Dataset excerpt:
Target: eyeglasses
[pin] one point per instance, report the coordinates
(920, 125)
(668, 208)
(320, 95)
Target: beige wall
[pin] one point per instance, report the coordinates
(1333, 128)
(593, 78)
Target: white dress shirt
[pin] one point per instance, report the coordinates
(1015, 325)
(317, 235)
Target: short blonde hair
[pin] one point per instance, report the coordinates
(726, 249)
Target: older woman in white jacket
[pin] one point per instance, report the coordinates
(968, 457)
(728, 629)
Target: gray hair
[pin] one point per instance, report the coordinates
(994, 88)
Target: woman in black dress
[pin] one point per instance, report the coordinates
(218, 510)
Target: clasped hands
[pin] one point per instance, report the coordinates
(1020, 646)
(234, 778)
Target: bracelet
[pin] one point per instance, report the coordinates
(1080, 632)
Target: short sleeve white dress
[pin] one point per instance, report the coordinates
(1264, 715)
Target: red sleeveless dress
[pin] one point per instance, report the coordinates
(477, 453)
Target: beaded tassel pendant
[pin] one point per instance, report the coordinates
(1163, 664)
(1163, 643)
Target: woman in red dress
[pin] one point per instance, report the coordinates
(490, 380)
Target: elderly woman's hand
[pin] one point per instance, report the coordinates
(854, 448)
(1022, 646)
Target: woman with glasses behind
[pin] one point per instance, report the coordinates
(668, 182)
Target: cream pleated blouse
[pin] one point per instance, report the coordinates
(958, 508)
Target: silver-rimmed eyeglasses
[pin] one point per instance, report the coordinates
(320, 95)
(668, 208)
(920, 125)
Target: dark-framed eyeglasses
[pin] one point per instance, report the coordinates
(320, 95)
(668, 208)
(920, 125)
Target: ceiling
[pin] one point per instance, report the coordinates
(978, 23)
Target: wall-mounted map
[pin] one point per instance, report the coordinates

▶ [YOUR GOAL]:
Transcribe all lines as written.

▶ [WORKED SOLUTION]:
Target: eyeglasses
[pin] one point per instance, report the coordinates
(920, 125)
(668, 208)
(320, 95)
Target: beige wall
[pin] one point per instance, report the coordinates
(1333, 128)
(593, 78)
Target: white dress shirt
[pin] one point per instance, report the coordinates
(1015, 325)
(317, 235)
Target: short blonde hair
[pin] one point per instance, report the coordinates
(726, 249)
Target: older woman in white jacket
[pin] one point per instance, report the coordinates
(968, 457)
(728, 629)
Target: gray hair
[pin] one point per instance, report the coordinates
(994, 88)
Target: woman in black dress
[pin] one point per instance, report the coordinates
(218, 510)
Target: clasped hands
[pin] one point per instance, report the coordinates
(1020, 646)
(234, 778)
Target: bracelet
[pin] one point per instance, report the coordinates
(1080, 632)
Target: short sleeve white dress
[pin] one point per instance, report the coordinates
(1264, 715)
Target: red sleeveless dress
[pin] one point per instance, report the coordinates
(477, 453)
Target: beaded tassel pendant
[pin] one point per instance, report the coordinates
(1163, 664)
(1163, 643)
Target: woman in red dress
[pin] one point per instance, report the coordinates
(490, 380)
Target: elderly woman's hand
[pin] one point per instance, report the coordinates
(854, 448)
(1022, 646)
Target: woman with glasses behind
[pin] one point per instance, report the coordinates
(668, 182)
Target: cream pleated blouse
[pin] one point per instance, report the coordinates
(958, 508)
Target: silver-rimmed eyeglasses
[pin] one point per instance, report the coordinates
(320, 95)
(668, 208)
(920, 125)
Target: dark-framed eyeglasses
[pin] one point per instance, report the coordinates
(320, 95)
(668, 208)
(920, 125)
Target: ceiling
[pin] one point per instance, report the coordinates
(978, 23)
Target: wall-mounted map
[pin] one point per instance, report the coordinates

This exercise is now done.